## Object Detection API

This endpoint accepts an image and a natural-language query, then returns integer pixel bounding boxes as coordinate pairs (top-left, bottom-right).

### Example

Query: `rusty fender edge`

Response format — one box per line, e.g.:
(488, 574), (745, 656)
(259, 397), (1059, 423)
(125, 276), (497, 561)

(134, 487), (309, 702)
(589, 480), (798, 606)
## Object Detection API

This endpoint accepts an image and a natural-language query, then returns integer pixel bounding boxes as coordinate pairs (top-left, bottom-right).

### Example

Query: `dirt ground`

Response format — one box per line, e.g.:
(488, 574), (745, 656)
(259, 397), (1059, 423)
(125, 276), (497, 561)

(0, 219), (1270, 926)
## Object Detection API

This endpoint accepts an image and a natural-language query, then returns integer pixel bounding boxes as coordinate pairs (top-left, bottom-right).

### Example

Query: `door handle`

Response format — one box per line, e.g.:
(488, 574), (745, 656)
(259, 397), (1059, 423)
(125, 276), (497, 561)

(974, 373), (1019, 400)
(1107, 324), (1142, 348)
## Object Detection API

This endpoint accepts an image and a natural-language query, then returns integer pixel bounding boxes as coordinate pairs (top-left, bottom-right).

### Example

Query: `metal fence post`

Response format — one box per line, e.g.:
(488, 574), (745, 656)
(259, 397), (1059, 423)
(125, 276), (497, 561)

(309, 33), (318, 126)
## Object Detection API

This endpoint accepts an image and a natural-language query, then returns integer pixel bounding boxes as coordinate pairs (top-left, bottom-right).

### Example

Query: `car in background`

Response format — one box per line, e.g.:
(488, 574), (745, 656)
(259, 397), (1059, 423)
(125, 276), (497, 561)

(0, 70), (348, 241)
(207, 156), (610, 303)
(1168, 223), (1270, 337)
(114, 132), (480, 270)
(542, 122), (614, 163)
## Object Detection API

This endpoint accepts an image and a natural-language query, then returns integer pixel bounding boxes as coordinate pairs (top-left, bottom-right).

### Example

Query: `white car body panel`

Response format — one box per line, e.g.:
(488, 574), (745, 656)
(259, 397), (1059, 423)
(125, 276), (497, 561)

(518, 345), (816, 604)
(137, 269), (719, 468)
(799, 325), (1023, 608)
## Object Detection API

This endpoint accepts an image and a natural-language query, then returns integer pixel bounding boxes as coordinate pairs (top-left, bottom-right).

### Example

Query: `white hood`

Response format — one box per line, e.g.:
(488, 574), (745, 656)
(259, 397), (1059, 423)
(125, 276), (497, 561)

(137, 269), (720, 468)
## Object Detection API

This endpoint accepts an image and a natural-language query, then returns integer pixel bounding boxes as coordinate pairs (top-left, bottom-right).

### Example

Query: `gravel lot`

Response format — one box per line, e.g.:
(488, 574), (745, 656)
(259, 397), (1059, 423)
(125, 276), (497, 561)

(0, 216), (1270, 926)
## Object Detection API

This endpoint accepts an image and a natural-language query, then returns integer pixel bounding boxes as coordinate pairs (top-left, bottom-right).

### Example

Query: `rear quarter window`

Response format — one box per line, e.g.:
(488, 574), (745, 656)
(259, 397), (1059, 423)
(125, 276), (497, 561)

------------

> [EXERCISE] Rewrite the records from their first line through the line containing "(589, 480), (798, 606)", requests included, adding 55 to every coordinate in the answer bounding boxes. Leave the sample coordinates under the response format unchanged.

> [COMPLETE RESPONSE]
## Object Detection API

This endpoint accepts an image and a natural-language query, then returns integer pixel bounding boxes as coordinate pairs (top-left, bottom-right).

### Example

Query: `rusty fender edge`

Response format — one box per line, e.g.:
(488, 574), (745, 656)
(259, 397), (1059, 423)
(125, 276), (497, 561)

(189, 542), (364, 757)
(644, 535), (853, 661)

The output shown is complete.